** EXERCISE DATA **

╭──

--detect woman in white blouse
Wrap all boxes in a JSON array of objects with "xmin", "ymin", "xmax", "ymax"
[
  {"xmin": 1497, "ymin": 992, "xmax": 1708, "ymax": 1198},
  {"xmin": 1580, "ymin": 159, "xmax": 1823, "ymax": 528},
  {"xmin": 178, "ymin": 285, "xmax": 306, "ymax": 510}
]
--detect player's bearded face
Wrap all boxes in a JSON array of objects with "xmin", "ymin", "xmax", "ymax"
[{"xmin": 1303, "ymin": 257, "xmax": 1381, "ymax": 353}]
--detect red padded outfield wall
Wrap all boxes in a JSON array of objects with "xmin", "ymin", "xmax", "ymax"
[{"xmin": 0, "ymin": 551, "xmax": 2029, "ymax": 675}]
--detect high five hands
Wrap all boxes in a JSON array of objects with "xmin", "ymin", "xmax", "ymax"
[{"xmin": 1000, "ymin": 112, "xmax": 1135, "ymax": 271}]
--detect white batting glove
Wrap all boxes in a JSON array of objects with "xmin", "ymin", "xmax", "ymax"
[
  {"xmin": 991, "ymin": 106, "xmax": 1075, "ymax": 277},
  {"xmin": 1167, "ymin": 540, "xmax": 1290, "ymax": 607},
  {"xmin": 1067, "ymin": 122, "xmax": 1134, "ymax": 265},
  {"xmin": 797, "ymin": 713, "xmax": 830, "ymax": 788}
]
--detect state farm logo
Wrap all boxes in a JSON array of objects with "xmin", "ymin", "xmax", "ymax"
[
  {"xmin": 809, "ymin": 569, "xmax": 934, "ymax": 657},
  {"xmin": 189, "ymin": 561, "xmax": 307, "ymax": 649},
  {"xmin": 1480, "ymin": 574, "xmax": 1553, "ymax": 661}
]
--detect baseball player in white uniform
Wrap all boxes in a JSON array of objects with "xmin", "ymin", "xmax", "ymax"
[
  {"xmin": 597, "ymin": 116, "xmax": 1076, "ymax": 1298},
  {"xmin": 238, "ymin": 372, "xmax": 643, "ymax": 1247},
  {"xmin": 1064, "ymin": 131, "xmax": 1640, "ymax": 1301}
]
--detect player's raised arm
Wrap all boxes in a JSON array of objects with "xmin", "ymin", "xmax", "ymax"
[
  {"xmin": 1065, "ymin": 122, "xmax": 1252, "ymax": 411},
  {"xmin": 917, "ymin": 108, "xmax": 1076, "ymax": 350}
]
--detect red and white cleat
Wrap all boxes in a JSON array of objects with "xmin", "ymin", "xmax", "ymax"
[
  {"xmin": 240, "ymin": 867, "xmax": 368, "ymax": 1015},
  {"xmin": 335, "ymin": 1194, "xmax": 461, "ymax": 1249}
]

╰──

** WORK TASK **
Exactly as written, reproduce the lines of the data above from the first line through the line where "--detect baseball player in white uniform" appears.

** EXERCISE ANSWER **
--detect woman in white blouse
Wrap all boxes in a JSON array of objects with "xmin", "ymin", "xmax", "ymax"
[
  {"xmin": 1497, "ymin": 992, "xmax": 1708, "ymax": 1198},
  {"xmin": 1580, "ymin": 159, "xmax": 1823, "ymax": 528},
  {"xmin": 178, "ymin": 285, "xmax": 306, "ymax": 510}
]
--detect player's bearded face
Wrap all boxes in a JSON array of objects with "xmin", "ymin", "xmax", "ymax"
[{"xmin": 1303, "ymin": 257, "xmax": 1381, "ymax": 353}]
--detect red padded outfield wall
Wrap all boxes in a JSON array of objects with "xmin", "ymin", "xmax", "ymax"
[{"xmin": 0, "ymin": 551, "xmax": 2029, "ymax": 675}]
--detect high five hands
Wrap all boxes in a JSON array of objects with "xmin", "ymin", "xmax", "ymax"
[{"xmin": 1000, "ymin": 112, "xmax": 1135, "ymax": 271}]
--detect white batting glove
Wrap all boxes in a JSON array of objects with "xmin", "ymin", "xmax", "ymax"
[
  {"xmin": 991, "ymin": 106, "xmax": 1075, "ymax": 277},
  {"xmin": 1167, "ymin": 540, "xmax": 1290, "ymax": 607},
  {"xmin": 1067, "ymin": 122, "xmax": 1134, "ymax": 265},
  {"xmin": 797, "ymin": 713, "xmax": 830, "ymax": 788}
]
--detect state farm logo
Wrap all boxes in a JSON array of objects with "xmin", "ymin", "xmax", "ymax"
[
  {"xmin": 809, "ymin": 569, "xmax": 934, "ymax": 657},
  {"xmin": 189, "ymin": 561, "xmax": 307, "ymax": 649},
  {"xmin": 1480, "ymin": 574, "xmax": 1553, "ymax": 661}
]
--detect baseball player in white uniform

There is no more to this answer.